GOAL: Print the line containing "on the long" and each line after it through the end, please, with nothing added.

(Records from a data source)
• • • • •

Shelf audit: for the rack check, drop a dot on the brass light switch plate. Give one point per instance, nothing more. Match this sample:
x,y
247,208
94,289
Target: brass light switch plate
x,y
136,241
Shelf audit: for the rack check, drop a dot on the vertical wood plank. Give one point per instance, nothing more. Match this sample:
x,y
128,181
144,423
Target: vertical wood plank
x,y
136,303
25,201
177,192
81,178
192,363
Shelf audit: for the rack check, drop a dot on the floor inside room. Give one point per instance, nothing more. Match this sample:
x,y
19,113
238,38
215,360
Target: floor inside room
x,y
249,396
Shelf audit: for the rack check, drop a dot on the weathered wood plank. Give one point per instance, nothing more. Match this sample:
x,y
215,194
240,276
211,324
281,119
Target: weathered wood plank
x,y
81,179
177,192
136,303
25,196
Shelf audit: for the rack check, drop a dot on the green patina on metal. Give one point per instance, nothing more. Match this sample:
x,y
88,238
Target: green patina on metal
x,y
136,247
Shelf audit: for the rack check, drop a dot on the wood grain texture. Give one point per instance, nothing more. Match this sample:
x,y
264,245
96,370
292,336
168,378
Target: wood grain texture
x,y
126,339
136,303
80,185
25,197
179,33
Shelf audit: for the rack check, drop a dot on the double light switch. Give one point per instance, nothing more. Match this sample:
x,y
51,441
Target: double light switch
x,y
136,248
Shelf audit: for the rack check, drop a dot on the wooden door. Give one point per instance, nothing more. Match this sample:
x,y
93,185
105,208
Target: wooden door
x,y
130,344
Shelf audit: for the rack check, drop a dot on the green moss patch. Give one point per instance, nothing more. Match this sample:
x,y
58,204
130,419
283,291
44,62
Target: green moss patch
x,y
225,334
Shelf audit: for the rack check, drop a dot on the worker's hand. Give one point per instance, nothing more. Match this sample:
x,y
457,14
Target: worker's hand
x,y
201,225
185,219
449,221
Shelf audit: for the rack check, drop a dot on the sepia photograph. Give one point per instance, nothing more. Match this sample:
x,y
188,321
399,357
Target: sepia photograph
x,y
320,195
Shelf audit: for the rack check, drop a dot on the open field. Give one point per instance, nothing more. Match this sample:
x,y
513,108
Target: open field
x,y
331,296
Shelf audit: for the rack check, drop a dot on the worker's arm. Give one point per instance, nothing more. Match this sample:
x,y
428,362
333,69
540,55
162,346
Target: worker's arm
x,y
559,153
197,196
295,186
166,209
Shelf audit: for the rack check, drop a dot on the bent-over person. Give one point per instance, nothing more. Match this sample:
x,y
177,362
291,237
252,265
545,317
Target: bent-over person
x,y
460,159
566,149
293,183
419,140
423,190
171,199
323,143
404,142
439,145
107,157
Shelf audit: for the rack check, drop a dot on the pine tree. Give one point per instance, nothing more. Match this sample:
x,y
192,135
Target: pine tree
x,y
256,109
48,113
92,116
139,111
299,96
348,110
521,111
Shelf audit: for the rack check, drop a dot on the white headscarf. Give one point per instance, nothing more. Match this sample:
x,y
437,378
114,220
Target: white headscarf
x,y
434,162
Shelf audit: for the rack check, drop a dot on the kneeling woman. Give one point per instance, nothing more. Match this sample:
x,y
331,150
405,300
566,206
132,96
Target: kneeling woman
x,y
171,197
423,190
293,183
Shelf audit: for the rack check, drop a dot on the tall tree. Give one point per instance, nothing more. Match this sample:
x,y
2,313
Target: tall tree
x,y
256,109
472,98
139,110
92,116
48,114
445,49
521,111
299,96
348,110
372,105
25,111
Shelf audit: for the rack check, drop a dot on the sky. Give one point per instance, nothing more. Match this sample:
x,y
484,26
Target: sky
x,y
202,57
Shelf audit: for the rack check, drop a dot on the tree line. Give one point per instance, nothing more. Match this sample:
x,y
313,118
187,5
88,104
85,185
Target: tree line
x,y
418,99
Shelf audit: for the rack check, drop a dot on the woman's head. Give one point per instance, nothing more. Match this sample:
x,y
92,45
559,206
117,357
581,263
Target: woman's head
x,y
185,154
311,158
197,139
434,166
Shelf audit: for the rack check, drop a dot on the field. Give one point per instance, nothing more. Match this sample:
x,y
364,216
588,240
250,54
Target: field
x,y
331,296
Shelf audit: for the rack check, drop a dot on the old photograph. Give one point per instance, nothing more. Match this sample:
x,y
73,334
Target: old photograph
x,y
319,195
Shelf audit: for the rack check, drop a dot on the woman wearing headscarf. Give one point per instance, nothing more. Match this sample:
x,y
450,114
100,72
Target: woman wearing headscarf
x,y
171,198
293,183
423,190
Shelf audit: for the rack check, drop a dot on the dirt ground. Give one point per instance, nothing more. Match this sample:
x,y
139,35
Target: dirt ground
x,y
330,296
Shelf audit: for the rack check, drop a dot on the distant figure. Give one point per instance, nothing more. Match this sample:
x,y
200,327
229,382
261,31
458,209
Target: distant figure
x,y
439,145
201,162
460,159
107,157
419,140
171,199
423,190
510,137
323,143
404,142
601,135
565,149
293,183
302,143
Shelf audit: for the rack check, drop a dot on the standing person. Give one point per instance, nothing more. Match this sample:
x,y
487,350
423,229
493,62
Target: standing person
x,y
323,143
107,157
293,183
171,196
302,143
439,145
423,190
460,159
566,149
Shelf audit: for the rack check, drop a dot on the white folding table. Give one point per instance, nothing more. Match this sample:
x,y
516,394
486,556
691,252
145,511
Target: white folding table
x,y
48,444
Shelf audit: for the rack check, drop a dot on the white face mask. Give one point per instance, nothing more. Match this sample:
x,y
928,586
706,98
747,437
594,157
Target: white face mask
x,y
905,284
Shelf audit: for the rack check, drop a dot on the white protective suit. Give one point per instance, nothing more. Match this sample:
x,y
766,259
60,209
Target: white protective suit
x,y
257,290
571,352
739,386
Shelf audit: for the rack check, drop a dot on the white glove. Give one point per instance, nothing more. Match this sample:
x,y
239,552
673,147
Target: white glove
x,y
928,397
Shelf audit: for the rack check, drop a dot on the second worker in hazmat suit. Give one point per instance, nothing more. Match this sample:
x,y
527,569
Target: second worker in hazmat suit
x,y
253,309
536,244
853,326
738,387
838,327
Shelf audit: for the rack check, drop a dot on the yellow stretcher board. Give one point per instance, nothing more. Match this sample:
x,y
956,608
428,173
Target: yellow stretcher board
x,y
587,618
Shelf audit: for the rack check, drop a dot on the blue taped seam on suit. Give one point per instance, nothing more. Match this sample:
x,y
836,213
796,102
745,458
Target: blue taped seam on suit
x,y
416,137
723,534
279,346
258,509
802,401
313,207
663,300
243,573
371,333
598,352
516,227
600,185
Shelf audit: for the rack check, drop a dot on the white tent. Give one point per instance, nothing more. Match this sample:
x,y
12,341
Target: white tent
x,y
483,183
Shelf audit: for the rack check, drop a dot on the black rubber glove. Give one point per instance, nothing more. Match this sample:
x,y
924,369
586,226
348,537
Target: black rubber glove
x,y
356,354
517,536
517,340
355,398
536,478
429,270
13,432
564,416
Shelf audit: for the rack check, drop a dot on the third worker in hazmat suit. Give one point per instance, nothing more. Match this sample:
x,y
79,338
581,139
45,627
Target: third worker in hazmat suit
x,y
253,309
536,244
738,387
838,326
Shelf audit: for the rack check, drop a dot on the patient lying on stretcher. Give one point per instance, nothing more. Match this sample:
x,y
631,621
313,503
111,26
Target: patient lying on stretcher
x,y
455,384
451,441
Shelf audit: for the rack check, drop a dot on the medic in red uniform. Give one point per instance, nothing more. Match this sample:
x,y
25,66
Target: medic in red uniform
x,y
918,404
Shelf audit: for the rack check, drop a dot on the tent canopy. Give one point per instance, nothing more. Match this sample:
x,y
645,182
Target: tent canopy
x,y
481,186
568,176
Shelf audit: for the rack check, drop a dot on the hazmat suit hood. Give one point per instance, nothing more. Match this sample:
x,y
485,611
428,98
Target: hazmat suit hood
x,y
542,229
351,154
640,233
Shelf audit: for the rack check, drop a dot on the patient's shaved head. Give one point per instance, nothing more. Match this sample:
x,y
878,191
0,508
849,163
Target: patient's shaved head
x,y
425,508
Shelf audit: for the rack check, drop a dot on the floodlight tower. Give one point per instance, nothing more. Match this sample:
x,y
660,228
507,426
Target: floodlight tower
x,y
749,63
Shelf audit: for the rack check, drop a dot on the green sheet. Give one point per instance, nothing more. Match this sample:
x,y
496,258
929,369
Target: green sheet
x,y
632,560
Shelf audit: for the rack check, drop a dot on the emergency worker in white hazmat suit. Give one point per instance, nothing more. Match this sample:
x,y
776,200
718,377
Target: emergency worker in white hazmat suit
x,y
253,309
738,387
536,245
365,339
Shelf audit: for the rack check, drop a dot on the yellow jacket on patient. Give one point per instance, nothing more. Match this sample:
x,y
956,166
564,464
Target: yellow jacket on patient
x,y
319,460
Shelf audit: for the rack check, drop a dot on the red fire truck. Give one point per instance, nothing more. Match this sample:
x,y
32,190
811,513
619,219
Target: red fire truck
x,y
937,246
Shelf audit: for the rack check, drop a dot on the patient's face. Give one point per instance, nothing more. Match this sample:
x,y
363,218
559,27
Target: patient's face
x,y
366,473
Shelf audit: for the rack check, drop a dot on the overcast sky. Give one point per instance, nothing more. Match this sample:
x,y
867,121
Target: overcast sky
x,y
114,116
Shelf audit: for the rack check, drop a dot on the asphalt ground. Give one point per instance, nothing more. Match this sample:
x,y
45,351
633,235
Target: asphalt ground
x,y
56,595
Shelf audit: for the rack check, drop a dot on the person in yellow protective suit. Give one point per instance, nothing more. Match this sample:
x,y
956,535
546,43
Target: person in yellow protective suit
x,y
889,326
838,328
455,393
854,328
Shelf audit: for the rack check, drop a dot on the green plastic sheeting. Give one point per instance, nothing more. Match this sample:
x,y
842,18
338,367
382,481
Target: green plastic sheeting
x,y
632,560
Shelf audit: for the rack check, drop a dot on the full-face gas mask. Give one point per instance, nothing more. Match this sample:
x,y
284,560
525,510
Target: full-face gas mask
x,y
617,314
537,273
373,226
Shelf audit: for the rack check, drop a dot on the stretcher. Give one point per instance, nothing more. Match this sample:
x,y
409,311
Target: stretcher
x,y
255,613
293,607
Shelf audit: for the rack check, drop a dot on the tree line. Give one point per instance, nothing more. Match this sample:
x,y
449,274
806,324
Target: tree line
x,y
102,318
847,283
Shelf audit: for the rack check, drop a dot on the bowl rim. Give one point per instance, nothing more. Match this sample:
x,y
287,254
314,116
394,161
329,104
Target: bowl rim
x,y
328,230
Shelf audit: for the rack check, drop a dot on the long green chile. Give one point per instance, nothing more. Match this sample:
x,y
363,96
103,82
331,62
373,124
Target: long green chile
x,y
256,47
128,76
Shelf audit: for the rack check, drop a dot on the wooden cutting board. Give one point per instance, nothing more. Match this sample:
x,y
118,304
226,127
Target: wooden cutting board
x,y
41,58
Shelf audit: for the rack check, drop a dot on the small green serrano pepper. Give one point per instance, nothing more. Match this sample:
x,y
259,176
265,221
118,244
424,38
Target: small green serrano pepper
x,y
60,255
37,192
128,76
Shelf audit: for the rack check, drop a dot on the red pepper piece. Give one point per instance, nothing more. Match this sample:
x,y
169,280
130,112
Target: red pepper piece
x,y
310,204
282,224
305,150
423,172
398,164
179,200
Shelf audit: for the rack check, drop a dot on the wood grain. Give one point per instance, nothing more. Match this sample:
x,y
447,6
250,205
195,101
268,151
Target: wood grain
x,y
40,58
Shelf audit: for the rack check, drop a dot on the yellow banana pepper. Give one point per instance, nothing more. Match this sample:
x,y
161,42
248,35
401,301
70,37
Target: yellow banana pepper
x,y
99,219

• • • • •

THE SOLUTION:
Shelf audit: for the rack check, drop a dot on the long green chile. Give one point per instance, nothing more. Match this sample:
x,y
363,96
103,82
331,62
373,124
Target: long green chile
x,y
256,47
128,76
Shelf audit: for the rack check, drop a dot on the wooden cutting board. Give one point per instance, nothing more. Match this sample:
x,y
118,304
226,127
Target: wooden cutting board
x,y
41,58
Shelf audit: for the rack check, drop a dot on the small green serrano pepper. Give one point per instance, nothing more. Match this sample:
x,y
259,176
265,221
118,244
424,38
Target: small green serrano pepper
x,y
60,255
37,192
128,76
Shelf audit: for the rack check, drop a dot on the red pepper piece. Give one point per instance, nothing more. Match this sample:
x,y
169,280
130,112
Target: red pepper piece
x,y
310,204
282,224
305,150
423,172
398,164
179,200
Shelf audit: for the rack check, drop a dot on the wood grain. Give one point per instance, nothing more. Match this sample:
x,y
447,6
250,205
195,101
268,151
Target: wood grain
x,y
40,58
Shelf audit: for the rack check, drop a dot on the yellow banana pepper. Give one point per instance, nothing more. Match this sample:
x,y
161,42
248,35
401,301
70,37
Target: yellow banana pepper
x,y
99,219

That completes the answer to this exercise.